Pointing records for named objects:
◇ ◇ ◇ ◇ ◇ ◇ ◇

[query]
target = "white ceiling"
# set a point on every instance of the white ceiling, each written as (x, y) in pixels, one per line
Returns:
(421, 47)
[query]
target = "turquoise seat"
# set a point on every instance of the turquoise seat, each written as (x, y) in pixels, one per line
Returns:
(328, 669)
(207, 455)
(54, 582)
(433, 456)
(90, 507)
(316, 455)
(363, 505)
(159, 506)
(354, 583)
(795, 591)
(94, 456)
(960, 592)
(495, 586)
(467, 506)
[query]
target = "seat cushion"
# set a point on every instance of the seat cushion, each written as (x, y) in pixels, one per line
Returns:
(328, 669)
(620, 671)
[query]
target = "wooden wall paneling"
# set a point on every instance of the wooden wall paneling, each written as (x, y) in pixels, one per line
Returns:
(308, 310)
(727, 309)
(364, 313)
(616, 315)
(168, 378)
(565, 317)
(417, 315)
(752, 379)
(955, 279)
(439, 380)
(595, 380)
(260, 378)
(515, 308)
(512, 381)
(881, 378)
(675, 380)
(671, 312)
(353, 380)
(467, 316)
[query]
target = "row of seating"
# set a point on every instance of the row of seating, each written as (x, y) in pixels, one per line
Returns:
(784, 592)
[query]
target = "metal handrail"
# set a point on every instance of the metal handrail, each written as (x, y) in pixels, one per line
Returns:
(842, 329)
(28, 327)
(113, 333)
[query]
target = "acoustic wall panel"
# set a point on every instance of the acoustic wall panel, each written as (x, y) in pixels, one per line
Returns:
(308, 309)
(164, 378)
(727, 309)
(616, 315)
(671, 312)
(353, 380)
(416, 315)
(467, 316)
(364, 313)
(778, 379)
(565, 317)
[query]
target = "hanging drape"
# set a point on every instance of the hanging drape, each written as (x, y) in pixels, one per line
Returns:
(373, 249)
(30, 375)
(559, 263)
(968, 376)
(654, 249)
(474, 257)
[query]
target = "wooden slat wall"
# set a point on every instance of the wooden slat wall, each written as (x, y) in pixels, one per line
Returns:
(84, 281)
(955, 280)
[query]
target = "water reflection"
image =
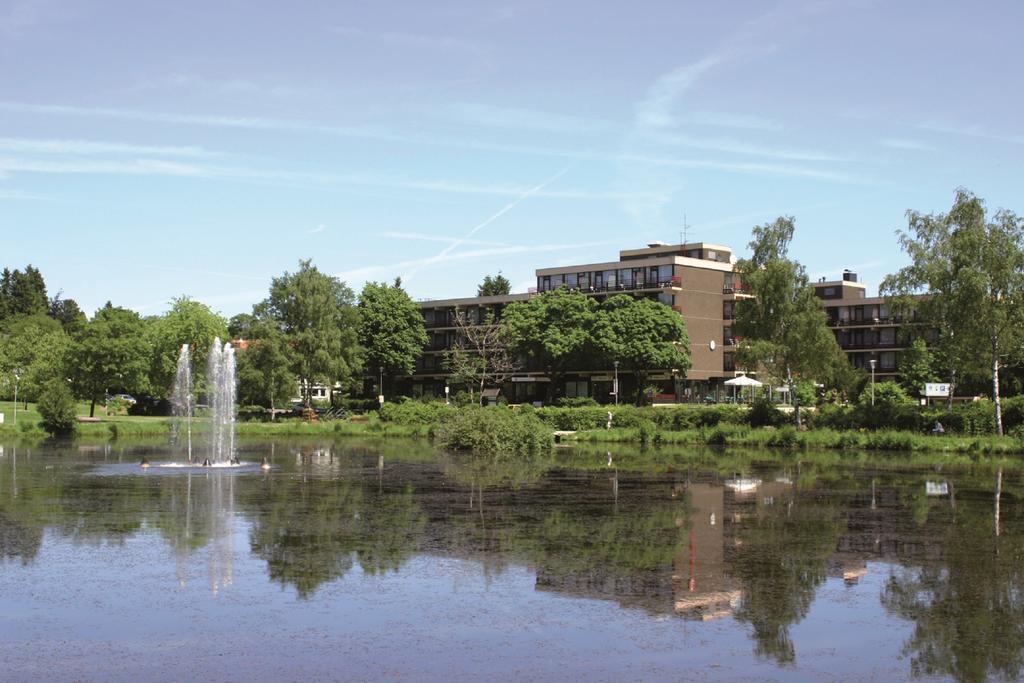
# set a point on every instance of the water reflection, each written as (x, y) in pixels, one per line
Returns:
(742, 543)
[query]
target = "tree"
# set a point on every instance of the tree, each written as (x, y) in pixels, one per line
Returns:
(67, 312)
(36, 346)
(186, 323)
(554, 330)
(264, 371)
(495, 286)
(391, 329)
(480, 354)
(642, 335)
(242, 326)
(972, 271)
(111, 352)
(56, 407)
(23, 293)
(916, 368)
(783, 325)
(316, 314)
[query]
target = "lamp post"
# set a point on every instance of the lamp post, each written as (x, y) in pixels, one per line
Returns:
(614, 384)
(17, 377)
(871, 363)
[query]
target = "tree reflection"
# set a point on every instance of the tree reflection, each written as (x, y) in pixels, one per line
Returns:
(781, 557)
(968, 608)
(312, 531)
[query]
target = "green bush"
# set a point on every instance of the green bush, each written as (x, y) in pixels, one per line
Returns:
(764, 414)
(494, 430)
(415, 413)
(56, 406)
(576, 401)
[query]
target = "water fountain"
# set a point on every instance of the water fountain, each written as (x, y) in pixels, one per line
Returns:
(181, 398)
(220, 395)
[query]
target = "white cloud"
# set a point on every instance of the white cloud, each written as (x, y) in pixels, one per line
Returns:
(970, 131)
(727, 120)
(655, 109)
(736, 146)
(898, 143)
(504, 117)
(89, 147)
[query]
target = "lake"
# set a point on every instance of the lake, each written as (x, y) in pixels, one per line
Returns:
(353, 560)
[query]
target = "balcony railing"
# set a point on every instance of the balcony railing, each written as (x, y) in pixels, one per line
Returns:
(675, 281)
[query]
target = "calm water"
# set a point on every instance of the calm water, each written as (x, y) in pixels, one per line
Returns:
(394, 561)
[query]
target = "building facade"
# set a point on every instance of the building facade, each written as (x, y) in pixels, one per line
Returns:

◇ ◇ ◇ ◇ ◇ ◇ ◇

Instructions for the task: Collect every line of the data above that contains the string "seating". Case counts.

The output:
target = "row of seating"
# set a point on every instance of the row of seating, each written as (x, y) in pixels, one per line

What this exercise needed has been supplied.